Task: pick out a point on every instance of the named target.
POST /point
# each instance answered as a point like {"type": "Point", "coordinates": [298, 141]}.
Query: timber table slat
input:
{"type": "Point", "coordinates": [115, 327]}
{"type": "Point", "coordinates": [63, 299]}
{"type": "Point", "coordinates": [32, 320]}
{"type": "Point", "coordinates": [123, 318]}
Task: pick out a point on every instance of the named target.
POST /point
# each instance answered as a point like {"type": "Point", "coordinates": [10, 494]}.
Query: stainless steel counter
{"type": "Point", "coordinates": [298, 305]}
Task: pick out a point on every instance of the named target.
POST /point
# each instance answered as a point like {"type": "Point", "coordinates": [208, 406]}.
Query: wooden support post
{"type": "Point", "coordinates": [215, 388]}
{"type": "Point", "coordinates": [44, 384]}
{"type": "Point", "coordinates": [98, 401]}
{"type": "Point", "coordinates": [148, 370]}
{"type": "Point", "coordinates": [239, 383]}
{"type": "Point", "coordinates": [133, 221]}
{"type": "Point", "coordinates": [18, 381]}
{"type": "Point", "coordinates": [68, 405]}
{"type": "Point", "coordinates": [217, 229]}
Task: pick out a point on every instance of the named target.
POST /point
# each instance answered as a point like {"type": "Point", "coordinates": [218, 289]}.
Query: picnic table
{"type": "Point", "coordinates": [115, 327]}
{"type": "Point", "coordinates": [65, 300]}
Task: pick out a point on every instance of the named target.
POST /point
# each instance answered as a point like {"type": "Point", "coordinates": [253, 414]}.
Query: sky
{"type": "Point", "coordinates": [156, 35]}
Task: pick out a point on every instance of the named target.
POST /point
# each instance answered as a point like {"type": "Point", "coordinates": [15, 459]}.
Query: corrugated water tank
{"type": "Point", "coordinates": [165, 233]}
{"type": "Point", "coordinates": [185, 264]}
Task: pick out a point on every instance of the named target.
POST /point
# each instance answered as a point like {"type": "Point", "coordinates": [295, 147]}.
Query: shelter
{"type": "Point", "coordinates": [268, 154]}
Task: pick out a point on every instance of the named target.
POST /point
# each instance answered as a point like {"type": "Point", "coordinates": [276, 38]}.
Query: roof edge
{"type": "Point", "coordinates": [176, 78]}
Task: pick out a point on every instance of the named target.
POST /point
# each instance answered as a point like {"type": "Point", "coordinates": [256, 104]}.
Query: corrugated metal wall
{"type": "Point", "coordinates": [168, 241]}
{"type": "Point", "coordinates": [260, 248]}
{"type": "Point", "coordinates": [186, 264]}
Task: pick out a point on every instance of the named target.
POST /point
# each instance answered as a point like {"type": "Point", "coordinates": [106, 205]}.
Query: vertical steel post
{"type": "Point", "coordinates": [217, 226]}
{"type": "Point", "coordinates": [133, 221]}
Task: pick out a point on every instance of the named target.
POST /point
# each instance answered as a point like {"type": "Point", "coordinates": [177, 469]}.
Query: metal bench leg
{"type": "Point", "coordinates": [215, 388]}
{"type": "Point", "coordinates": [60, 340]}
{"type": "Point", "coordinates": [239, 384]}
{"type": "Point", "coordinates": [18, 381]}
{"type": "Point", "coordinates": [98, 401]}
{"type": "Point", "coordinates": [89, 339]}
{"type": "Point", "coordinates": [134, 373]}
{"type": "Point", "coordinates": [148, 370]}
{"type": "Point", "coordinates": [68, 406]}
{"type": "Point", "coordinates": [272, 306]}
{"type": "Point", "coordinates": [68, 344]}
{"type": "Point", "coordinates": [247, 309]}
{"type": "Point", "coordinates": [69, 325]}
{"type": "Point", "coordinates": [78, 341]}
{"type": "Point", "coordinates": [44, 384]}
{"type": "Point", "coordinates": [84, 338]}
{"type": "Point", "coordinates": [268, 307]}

- _AIM_: Output an exact copy of each record.

- _ANSWER FOR THE TASK_:
Task: pick out a point on every instance of the named target.
POST /point
# each instance answered as a point like {"type": "Point", "coordinates": [298, 141]}.
Query: timber table slat
input:
{"type": "Point", "coordinates": [115, 327]}
{"type": "Point", "coordinates": [63, 299]}
{"type": "Point", "coordinates": [32, 320]}
{"type": "Point", "coordinates": [123, 318]}
Task: pick out a point on every instance of the named target.
POST /point
# each instance answered as a point like {"type": "Point", "coordinates": [10, 494]}.
Query: stainless steel counter
{"type": "Point", "coordinates": [298, 305]}
Task: pick out a point on every instance of the named target.
POST /point
# each instance answered as a point like {"type": "Point", "coordinates": [208, 406]}.
Query: wooden support post
{"type": "Point", "coordinates": [215, 388]}
{"type": "Point", "coordinates": [44, 384]}
{"type": "Point", "coordinates": [98, 401]}
{"type": "Point", "coordinates": [148, 370]}
{"type": "Point", "coordinates": [239, 383]}
{"type": "Point", "coordinates": [133, 221]}
{"type": "Point", "coordinates": [18, 381]}
{"type": "Point", "coordinates": [68, 405]}
{"type": "Point", "coordinates": [217, 229]}
Task: pick out a point on every instance of the named target.
POST /point
# each instance answered as a point like {"type": "Point", "coordinates": [218, 289]}.
Query: picnic table
{"type": "Point", "coordinates": [115, 327]}
{"type": "Point", "coordinates": [65, 300]}
Task: pick out a point on every instance of the named target.
POST /point
# each instance answered as a point like {"type": "Point", "coordinates": [253, 414]}.
Query: sky
{"type": "Point", "coordinates": [156, 35]}
Task: pick out a point on every instance of the named target.
POST /point
# each instance answered as a point like {"type": "Point", "coordinates": [15, 459]}.
Query: corrugated water tank
{"type": "Point", "coordinates": [165, 233]}
{"type": "Point", "coordinates": [185, 264]}
Task: pick out a point on every instance of the named target.
POST /point
# each instance answered as a point like {"type": "Point", "coordinates": [295, 147]}.
Query: shelter
{"type": "Point", "coordinates": [268, 154]}
Task: pick out a point on every instance of the named target.
POST /point
# each instance answered as a point like {"type": "Point", "coordinates": [276, 38]}.
Query: roof edge
{"type": "Point", "coordinates": [176, 78]}
Task: pick out a point on every instance of the named target.
POST /point
# each instance answered as a point like {"type": "Point", "coordinates": [256, 104]}.
Query: corrugated metal wall
{"type": "Point", "coordinates": [168, 241]}
{"type": "Point", "coordinates": [260, 248]}
{"type": "Point", "coordinates": [186, 264]}
Task: pick out a point on every instance of the named target.
POST /point
# each instance answered as a point like {"type": "Point", "coordinates": [106, 205]}.
Query: vertical steel post
{"type": "Point", "coordinates": [217, 226]}
{"type": "Point", "coordinates": [133, 221]}
Task: pick out a point on every instance of the named target.
POST /point
# each instance answered as a point like {"type": "Point", "coordinates": [177, 469]}.
Query: metal bench leg
{"type": "Point", "coordinates": [215, 388]}
{"type": "Point", "coordinates": [60, 340]}
{"type": "Point", "coordinates": [239, 384]}
{"type": "Point", "coordinates": [18, 381]}
{"type": "Point", "coordinates": [98, 401]}
{"type": "Point", "coordinates": [89, 339]}
{"type": "Point", "coordinates": [134, 373]}
{"type": "Point", "coordinates": [148, 370]}
{"type": "Point", "coordinates": [68, 406]}
{"type": "Point", "coordinates": [272, 306]}
{"type": "Point", "coordinates": [68, 344]}
{"type": "Point", "coordinates": [247, 309]}
{"type": "Point", "coordinates": [69, 325]}
{"type": "Point", "coordinates": [78, 341]}
{"type": "Point", "coordinates": [44, 384]}
{"type": "Point", "coordinates": [84, 338]}
{"type": "Point", "coordinates": [268, 307]}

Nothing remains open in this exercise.